Here is a numbered list of statements, some true, some false, which refer to a specific number (unique positive integer, base 10).
It just so happens that if a statement is true then its index number appears among the number's digits, and if a statement is false then its index number does not appear among the number's digits.
- The sum of the number's digits is a prime.
- The product of the number's digits is odd.
- Each of the number's digits is less than the next digit (if there is one).
- No two of the number's digits are equal.
- None of the number's digits is greater than 4.
- The number has fewer than 6 digits.
- The product of the number's digits is not divisible by 6.
- The number is even.
- No two of the number's digits differ by 1.
- At least one of the number's digits is equal to the sum of two other digits. (Any of the digits may be equal, as long as all 3 digits are distinct... for example: {2, 2, 4} or {2, 3, 5} )
Find the number.
(In reply to
Solutions by Rafal)
I don't think that 80555, 85055, or 85505 count, because 5 + 0 = 5, but there is no 9.
However, I also found 8005 and 97532. Originally I assumed the decreasing condition for 2 was in the reverse order, so I only found 8005. Here is a convoluted first attempt at proving that no number with more than 9 digits satisfies.
Suppose there is a number with 10 digits or more that satisfies all conditions.
There can be no 5, because the number has more than 5 digits.
This means that only 9 digits are left for 10 slots, so by the pigeonhole principle there can be no 3, since two digits must be equal.
By similar argument there can be no 2, since the sequence of digits must be strictly monotonic and at least 2 are equal, violating that condition.

### MATERIAL PROVIDED
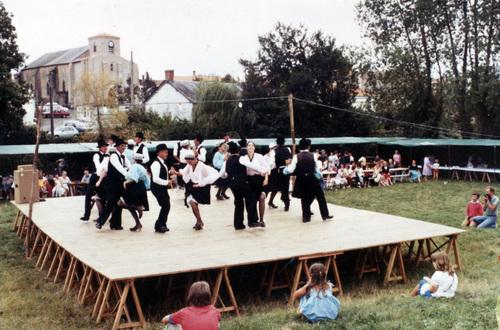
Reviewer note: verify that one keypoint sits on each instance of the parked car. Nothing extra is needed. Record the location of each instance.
(65, 132)
(58, 110)
(79, 125)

### PROBLEM DESCRIPTION
Write the next part of the digit-puzzle thread, picking up after its last sentence. The material has no connection to the digit-puzzle thread.

### EXPECTED ANSWER
So we are left with 0,1,4,6,7,8,and 9
Suppose there is a 4. Then there can only be 1's and 0's other than that, by the 4 condition. But there can then be no 1's, since no product of these would be odd if there is at least one 4, so we have only 4's and 0's. But there can be no 0's, since any sum will be even, which is not prime. And with only 4's, the number is even, but does not have a seven. So there can be no 4's in the number.
Now down to 0,1,6,7,8, and 9
Suppose there is an 8 in the number. Then there is no 9 or 7, by the condition for 8, so only 0,1,6,8's are in the number. No product of these digits will be odd, so there are no 1's, and without 1's all sums will be even, and non-prime, so there are no 0's. With only 6's and 8's we will have an even number with no 7, thus there can be no 8's in the number.
Left are 0,1,6,7,9
Suppose there is a 1 in the number. Then there is no 0 and no 6, since including these would make an even digit product. Without 0's and 6's, there can be no 7's, since the number can't be even, and we are left with 1's and 9's. But there can be no 9's, since there is no pair of digits that will sum to another digit in the number, so we have only 1's. But having only 1's, we would need a 4 as well, so there can be no 1's.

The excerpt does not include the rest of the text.